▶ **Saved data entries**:
________________________________________

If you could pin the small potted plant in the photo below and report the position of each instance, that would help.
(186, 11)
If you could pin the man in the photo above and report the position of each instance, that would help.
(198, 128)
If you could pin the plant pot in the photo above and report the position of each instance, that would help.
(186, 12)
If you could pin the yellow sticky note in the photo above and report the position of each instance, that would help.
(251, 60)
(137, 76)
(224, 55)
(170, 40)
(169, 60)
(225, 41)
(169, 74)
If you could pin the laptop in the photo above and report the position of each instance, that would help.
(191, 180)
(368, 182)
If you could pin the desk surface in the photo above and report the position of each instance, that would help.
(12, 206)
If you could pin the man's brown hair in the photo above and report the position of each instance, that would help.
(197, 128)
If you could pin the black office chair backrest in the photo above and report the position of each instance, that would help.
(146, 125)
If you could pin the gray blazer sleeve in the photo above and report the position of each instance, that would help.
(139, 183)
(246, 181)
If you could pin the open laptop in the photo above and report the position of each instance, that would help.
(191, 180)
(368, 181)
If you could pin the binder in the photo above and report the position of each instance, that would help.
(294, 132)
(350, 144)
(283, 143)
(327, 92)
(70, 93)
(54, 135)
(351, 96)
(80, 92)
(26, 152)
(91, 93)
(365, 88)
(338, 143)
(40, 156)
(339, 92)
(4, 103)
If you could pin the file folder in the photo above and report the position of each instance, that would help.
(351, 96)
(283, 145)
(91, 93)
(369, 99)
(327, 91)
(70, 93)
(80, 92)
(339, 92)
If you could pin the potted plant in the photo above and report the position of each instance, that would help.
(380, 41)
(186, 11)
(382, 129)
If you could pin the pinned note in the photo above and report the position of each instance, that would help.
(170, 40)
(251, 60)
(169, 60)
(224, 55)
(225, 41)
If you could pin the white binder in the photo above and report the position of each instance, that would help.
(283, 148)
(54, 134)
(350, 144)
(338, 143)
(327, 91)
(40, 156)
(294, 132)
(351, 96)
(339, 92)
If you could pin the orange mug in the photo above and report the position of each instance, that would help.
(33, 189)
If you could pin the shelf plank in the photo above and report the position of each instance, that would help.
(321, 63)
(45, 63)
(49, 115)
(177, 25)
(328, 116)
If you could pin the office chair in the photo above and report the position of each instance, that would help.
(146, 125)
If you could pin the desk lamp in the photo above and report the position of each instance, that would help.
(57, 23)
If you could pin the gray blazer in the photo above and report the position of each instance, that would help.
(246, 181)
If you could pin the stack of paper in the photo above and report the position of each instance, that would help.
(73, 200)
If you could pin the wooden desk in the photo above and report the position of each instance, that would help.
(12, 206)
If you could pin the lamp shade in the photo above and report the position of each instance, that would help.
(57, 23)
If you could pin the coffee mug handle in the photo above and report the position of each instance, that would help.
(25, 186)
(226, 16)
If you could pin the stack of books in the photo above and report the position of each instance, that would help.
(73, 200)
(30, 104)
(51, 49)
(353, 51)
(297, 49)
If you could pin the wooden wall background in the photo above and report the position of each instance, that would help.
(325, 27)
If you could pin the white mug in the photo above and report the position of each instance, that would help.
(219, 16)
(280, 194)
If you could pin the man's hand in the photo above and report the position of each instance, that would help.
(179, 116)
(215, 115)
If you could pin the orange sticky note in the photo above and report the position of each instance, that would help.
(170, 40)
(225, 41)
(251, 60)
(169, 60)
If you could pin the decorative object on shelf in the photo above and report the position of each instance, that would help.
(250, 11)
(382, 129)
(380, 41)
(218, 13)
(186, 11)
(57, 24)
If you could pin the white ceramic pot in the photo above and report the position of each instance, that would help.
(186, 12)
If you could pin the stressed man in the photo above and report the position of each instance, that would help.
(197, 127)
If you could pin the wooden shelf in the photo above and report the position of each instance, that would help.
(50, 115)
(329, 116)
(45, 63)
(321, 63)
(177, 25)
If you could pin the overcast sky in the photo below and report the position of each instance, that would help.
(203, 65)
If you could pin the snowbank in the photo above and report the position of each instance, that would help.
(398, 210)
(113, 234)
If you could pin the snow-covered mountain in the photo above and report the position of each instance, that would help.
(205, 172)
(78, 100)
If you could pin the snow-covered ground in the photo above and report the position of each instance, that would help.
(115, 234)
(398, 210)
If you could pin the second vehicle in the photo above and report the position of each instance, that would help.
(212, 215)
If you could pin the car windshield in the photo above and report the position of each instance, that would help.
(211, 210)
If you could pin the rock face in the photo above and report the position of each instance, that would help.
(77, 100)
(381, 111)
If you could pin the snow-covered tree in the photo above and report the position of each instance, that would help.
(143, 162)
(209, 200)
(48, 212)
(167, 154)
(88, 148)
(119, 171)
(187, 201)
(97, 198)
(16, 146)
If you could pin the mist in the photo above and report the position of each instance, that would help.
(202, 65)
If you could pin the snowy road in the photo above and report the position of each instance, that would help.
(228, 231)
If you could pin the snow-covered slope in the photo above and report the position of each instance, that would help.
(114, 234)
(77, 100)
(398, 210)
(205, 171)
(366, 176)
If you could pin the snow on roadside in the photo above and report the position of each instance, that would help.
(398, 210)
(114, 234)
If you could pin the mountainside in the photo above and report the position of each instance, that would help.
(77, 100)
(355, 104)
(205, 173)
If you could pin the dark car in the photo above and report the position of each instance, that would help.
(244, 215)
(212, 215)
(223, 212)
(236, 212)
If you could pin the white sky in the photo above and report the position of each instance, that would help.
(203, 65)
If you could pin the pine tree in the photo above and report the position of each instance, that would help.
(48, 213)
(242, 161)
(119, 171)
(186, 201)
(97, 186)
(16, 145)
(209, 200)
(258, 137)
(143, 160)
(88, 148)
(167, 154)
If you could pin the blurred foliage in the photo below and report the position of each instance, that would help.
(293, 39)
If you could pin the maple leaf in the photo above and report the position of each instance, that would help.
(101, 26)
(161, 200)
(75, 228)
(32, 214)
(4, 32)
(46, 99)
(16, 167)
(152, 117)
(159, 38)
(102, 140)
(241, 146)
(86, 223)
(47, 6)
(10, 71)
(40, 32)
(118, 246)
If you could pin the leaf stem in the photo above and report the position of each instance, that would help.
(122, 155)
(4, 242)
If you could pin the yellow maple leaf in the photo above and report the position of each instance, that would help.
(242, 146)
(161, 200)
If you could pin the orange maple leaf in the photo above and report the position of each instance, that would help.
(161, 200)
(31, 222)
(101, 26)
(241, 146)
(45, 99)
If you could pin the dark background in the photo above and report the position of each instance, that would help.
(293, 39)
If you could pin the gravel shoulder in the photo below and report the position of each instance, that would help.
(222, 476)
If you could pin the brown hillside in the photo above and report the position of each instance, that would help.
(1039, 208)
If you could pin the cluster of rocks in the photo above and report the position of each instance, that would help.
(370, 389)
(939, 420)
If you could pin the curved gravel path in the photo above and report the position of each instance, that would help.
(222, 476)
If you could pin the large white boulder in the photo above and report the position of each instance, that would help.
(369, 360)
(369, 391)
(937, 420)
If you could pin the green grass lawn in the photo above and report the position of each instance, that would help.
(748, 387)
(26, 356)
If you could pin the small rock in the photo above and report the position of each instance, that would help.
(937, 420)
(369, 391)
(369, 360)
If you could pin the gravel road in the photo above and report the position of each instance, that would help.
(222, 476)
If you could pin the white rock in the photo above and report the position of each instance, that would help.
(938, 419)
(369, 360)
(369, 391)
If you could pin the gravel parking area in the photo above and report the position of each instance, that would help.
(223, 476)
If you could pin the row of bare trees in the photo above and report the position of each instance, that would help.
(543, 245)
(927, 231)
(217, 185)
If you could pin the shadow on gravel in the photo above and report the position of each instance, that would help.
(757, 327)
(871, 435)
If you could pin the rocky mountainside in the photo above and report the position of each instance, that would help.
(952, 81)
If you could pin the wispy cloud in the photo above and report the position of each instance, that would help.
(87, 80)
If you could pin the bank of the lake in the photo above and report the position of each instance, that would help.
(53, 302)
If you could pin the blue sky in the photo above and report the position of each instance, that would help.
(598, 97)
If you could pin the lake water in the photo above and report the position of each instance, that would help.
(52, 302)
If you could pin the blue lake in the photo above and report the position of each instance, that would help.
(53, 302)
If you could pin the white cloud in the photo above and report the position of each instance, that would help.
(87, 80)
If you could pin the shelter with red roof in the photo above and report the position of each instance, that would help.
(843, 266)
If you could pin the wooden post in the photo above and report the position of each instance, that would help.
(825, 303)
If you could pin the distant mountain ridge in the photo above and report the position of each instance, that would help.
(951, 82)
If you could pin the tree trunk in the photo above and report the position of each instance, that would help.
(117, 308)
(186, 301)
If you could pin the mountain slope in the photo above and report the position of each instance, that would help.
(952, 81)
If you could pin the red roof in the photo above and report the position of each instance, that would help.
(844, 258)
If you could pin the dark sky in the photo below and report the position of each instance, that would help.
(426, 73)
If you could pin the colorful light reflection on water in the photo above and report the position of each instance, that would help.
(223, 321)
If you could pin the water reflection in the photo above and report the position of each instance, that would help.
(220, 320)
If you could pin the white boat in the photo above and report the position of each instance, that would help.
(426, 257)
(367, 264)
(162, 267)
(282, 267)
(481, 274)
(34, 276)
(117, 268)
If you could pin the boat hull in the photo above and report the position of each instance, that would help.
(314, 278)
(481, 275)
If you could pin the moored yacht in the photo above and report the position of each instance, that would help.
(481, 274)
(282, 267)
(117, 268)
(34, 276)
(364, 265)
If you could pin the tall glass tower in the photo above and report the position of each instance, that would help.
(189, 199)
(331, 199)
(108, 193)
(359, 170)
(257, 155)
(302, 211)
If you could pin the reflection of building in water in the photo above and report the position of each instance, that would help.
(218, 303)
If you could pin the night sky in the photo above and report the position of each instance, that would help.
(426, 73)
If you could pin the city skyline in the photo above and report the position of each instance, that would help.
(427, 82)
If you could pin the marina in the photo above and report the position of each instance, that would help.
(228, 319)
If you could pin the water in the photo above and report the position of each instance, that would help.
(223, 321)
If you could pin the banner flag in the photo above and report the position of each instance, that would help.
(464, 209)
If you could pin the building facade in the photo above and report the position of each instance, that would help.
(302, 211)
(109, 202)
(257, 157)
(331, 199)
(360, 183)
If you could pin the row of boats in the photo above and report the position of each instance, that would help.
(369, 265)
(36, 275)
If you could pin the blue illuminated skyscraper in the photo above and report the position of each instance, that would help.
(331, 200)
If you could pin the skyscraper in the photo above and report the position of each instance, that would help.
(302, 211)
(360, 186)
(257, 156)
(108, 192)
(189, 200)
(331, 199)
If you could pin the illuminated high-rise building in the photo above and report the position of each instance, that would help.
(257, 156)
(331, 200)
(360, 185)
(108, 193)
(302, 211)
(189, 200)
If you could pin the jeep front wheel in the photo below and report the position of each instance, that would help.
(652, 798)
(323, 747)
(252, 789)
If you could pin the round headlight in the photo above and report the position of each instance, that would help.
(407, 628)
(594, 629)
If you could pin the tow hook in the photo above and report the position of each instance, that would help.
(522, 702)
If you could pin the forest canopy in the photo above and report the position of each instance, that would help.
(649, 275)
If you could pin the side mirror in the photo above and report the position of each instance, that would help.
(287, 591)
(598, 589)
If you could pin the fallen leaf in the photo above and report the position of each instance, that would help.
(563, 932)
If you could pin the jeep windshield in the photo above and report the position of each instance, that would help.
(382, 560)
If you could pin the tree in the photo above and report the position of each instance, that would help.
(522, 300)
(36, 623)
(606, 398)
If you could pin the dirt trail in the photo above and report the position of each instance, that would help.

________________________________________

▶ **DIRECTIVE**: Retype exactly the lines from the one containing "If you could pin the tow" through the last line of the records above, including both.

▶ **REPLY TO THE TASK**:
If you could pin the tow hook in the photo above and report the position of each instance, that would help.
(522, 702)
If you could pin the forest canopy in the photo above and report the position of each instance, that would help.
(649, 275)
If you could pin the side mirror in the photo above and report the position of each instance, that would help.
(287, 591)
(598, 589)
If you could pin the fallen leaf in the photo above and report the position of each instance, that would help.
(563, 932)
If you could pin the jeep windshield in the photo above and report the position of each instance, that would help.
(382, 560)
If you could pin the tree in the photo above and report the position of each instance, that would help.
(522, 300)
(36, 623)
(606, 398)
If you could pin the dirt trail in the photo above and report the position of each instance, that would help.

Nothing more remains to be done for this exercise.